### Extracted text:
---+---
There are other immediately recognizable Rodinesque aspects in Rees's work apart from the use of the fragment, the impulse towards eroticization, and the sign of the hand. These include the non-finito, the slightly off-balance look, and the generative appeal. As did Rodin, Rees believes that logic loses its efficacy when confronted with a visionary response to the world. He would be in accord with Rodin's thoughts: "To judge a work of art with the logical precision of a philosophical premise or through the analyses of experimental science is a fundamental error. It is even difficult to talk about it. Art contains some expression which could not be exactly demonstrated by reason. The artist's sensibility shows him beauties in nature which go beyond what his intelligence alone could have conceived. The artist makes tangible that which was invisible." 3 While Rees uses high technology to point to technology's limitations, within his work are countercurrents that make it contradictory and lend it greater complexity. The computer's capacity to reproduce the three principles of rhythm (rotation, reflection, and translation) is used by the artist to generate an interlacing of forms and patterns that create a weaving, plaiting, and knotting movement. In three dimensions this suggests grotesque traceries that add decorative aspects to the work.
---+---
In the passage on Rees and Rodin, what are the three principles of rhythm that the computer can reproduce?

### Entries supplied:
---+---
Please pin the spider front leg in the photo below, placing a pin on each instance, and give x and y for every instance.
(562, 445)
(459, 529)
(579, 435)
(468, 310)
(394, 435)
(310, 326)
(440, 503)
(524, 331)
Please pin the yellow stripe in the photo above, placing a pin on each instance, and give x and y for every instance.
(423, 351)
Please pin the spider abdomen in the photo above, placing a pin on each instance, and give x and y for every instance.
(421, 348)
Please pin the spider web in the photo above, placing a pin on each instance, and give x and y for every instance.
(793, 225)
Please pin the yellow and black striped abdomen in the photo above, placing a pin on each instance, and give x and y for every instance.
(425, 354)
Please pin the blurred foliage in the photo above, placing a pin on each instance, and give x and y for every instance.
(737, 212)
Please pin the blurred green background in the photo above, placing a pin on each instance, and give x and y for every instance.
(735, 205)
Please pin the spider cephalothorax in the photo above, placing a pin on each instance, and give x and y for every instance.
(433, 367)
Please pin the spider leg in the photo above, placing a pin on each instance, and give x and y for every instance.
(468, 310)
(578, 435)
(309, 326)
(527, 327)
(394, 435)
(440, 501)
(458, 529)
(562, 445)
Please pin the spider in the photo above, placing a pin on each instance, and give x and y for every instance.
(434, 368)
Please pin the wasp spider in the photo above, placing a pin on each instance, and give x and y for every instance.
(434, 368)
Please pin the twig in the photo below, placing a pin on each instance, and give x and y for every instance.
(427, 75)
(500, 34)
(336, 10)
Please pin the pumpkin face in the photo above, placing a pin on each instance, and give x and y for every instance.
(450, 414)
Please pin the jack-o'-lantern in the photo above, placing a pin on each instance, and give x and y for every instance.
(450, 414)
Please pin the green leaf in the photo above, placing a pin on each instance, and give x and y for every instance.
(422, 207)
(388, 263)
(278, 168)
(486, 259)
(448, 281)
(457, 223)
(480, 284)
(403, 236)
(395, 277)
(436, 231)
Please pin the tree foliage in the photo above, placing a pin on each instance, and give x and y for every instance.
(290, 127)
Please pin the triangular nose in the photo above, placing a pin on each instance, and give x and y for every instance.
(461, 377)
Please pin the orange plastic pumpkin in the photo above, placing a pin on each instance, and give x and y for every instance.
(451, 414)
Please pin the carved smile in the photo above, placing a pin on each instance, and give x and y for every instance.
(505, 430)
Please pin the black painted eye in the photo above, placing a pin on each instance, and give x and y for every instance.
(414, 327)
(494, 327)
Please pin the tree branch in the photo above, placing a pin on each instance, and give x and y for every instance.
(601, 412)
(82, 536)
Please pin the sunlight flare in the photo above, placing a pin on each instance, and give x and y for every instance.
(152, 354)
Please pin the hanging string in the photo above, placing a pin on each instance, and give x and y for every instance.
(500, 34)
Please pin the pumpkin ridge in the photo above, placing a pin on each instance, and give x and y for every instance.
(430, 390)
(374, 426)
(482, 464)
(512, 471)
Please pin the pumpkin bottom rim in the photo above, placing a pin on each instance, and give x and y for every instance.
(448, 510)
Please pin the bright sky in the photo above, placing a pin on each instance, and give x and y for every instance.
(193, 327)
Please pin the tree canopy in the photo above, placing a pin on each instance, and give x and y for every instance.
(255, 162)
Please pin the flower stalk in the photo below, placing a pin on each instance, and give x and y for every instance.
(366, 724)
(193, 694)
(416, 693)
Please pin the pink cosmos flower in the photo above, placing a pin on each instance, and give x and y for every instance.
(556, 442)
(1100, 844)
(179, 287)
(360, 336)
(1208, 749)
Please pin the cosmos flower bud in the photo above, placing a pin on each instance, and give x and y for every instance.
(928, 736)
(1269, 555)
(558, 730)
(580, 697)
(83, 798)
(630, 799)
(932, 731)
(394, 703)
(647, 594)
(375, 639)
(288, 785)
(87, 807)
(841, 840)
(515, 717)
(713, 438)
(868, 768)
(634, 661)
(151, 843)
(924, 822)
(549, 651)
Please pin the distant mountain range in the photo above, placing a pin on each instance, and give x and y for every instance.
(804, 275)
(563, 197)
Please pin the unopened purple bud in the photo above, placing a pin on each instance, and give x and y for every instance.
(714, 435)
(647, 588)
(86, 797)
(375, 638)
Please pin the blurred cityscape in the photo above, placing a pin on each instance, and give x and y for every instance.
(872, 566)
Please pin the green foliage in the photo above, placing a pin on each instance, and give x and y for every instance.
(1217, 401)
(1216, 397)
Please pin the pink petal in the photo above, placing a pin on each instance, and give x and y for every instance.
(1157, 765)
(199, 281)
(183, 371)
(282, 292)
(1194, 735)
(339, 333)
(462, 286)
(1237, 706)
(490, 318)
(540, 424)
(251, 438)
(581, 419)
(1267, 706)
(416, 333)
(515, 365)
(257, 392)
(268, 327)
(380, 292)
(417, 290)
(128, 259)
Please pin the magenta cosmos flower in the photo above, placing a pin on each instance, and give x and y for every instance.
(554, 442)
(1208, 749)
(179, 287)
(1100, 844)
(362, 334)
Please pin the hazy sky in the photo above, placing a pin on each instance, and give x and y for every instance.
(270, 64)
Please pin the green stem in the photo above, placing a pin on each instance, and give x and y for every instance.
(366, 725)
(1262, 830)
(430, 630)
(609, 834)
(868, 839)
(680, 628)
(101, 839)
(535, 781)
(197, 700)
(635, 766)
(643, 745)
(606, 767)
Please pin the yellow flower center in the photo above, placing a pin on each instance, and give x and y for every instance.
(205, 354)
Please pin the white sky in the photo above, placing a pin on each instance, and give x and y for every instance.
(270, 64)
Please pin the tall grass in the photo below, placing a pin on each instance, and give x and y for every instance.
---+---
### Your response:
Rotation, reflection, and translation.